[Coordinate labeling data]

===============

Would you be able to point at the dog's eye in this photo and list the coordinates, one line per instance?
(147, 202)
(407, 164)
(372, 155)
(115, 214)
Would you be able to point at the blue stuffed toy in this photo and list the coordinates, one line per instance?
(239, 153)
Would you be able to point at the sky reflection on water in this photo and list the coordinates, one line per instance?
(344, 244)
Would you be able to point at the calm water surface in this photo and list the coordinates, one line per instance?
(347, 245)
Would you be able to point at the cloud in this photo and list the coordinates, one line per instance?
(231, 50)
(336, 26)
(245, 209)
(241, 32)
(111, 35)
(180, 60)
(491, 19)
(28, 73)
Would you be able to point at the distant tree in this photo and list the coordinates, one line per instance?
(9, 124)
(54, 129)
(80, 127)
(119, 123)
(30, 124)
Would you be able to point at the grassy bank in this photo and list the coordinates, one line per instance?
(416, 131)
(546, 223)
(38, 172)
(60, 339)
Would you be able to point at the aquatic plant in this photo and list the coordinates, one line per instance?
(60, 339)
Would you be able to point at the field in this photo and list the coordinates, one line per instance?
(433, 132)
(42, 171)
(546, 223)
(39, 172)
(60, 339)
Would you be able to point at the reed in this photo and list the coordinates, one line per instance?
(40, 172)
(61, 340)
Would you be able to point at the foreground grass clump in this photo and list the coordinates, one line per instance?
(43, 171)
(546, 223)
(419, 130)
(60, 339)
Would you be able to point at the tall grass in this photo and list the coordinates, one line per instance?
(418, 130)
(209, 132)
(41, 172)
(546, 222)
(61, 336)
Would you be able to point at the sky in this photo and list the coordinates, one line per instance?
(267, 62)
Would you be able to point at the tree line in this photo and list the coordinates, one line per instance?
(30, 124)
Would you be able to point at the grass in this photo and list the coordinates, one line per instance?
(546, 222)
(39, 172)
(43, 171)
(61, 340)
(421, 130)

===============

#### WORK REQUIRED
Reproduce every line of the entries above verbatim, keeping them in their original order.

#### RESPONSE TO THIS EXERCISE
Would you be able to point at the dog's eye in this photo and list the coordinates, one line per instance?
(147, 202)
(407, 164)
(372, 155)
(115, 214)
Would you be able to point at the blue stuffed toy in this photo and list the coordinates, one line per instance?
(239, 153)
Would you be able to point at the sky reflection on water in this photo and list the coordinates, one line per instance?
(344, 244)
Would you be able to point at the calm water surface in this photo and list the coordinates, one line per instance?
(347, 245)
Would you be able to point at the cloud in this photo and list the coordinates, one line per instance?
(231, 50)
(336, 26)
(245, 209)
(241, 32)
(111, 35)
(180, 60)
(491, 19)
(28, 73)
Would you be able to point at the distant tree in this photo and list the coordinates, one line per instance?
(9, 124)
(54, 129)
(80, 127)
(119, 123)
(30, 124)
Would you be able to point at the grassy bank in this photo and list the coordinates, one line per instance?
(416, 131)
(546, 223)
(38, 172)
(60, 339)
Would you be able to point at the aquatic plant in this photo and list the coordinates, one line per instance?
(60, 339)
Would you be able to point at the field in this photo and list the coordinates, one line per instance?
(433, 132)
(42, 171)
(546, 223)
(39, 172)
(60, 339)
Would you be able to point at the reed in this photo and list the coordinates, one line per instance?
(40, 172)
(61, 340)
Would you be able to point at the foreground grass clump in this photo and list the coordinates, one line per instance?
(43, 171)
(546, 223)
(419, 130)
(60, 339)
Would you be able to point at the tall grass in this photo and list the coordinates, one line per instance?
(418, 130)
(209, 132)
(41, 172)
(546, 222)
(61, 336)
Would you be able to point at the sky in this photo and list the coordinates, one line per instance?
(267, 62)
Would you be able to point at the tree line in this photo and list the coordinates, one line per instance?
(30, 124)
Would you be able to point at the grass in this photo and list the coordinates, one line per instance?
(546, 222)
(39, 172)
(43, 171)
(61, 340)
(421, 130)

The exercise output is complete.